Exercise – Render every line of the rows below as a Markdown table with the columns "No." and "Line," skipping any blank lines.

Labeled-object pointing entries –
---------------
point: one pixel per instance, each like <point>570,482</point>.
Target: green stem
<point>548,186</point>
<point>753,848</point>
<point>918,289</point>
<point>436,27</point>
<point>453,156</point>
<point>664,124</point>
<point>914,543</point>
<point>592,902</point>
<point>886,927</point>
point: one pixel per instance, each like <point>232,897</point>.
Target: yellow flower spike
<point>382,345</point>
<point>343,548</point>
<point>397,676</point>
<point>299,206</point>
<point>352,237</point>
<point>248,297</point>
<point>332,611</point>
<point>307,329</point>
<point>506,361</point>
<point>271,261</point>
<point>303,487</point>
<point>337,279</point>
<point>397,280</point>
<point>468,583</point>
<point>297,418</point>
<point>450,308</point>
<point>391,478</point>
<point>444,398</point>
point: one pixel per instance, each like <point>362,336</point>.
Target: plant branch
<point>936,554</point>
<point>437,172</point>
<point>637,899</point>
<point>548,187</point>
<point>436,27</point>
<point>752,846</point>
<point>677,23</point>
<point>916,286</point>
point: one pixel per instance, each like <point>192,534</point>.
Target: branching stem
---------------
Solved exercise –
| No. | Line |
|---|---|
| 1 | point: one pixel per instance, each like <point>570,482</point>. |
| 2 | Target: green stem |
| 3 | <point>548,186</point> |
| 4 | <point>753,848</point> |
| 5 | <point>918,289</point> |
| 6 | <point>436,27</point> |
| 7 | <point>453,156</point> |
| 8 | <point>664,124</point> |
| 9 | <point>914,543</point> |
| 10 | <point>592,902</point> |
| 11 | <point>886,927</point> |
| 12 | point: one pixel per instance, each like <point>232,897</point>. |
| 13 | Target: yellow flower spike |
| 14 | <point>382,345</point> |
| 15 | <point>343,548</point> |
| 16 | <point>397,676</point> |
| 17 | <point>299,206</point> |
| 18 | <point>352,237</point> |
| 19 | <point>248,297</point> |
| 20 | <point>332,611</point> |
| 21 | <point>307,329</point> |
| 22 | <point>506,361</point> |
| 23 | <point>271,261</point> |
| 24 | <point>303,487</point> |
| 25 | <point>337,279</point> |
| 26 | <point>397,280</point> |
| 27 | <point>468,583</point> |
| 28 | <point>297,418</point> |
| 29 | <point>450,308</point> |
| 30 | <point>391,478</point> |
| 31 | <point>444,398</point> |
| 32 | point: one pixel per instance, each like <point>362,336</point>. |
| 33 | Target: plant branch |
| 34 | <point>936,554</point> |
| 35 | <point>437,172</point> |
| 36 | <point>637,899</point> |
| 37 | <point>548,187</point> |
| 38 | <point>436,27</point> |
| 39 | <point>752,846</point> |
| 40 | <point>677,23</point> |
| 41 | <point>916,286</point> |
| 42 | point: one pixel per instance, each like <point>192,534</point>. |
| 43 | Target: branching stem |